## EXERCISE GOAL
Lay out all of the data below as a numbered list with no blank lines. Leave the pictures out.

## ROWS
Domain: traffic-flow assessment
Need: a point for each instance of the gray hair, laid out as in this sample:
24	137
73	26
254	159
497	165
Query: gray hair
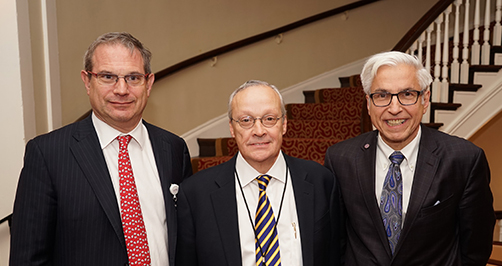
393	58
252	83
122	38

## WRITTEN RESPONSE
1. Domain: traffic-flow assessment
2. Need: a point for each instance of the gray hair, laid out as in this sample:
3. 24	137
4. 73	26
5. 254	159
6. 497	165
7. Query: gray hair
8. 393	58
9. 252	83
10. 122	38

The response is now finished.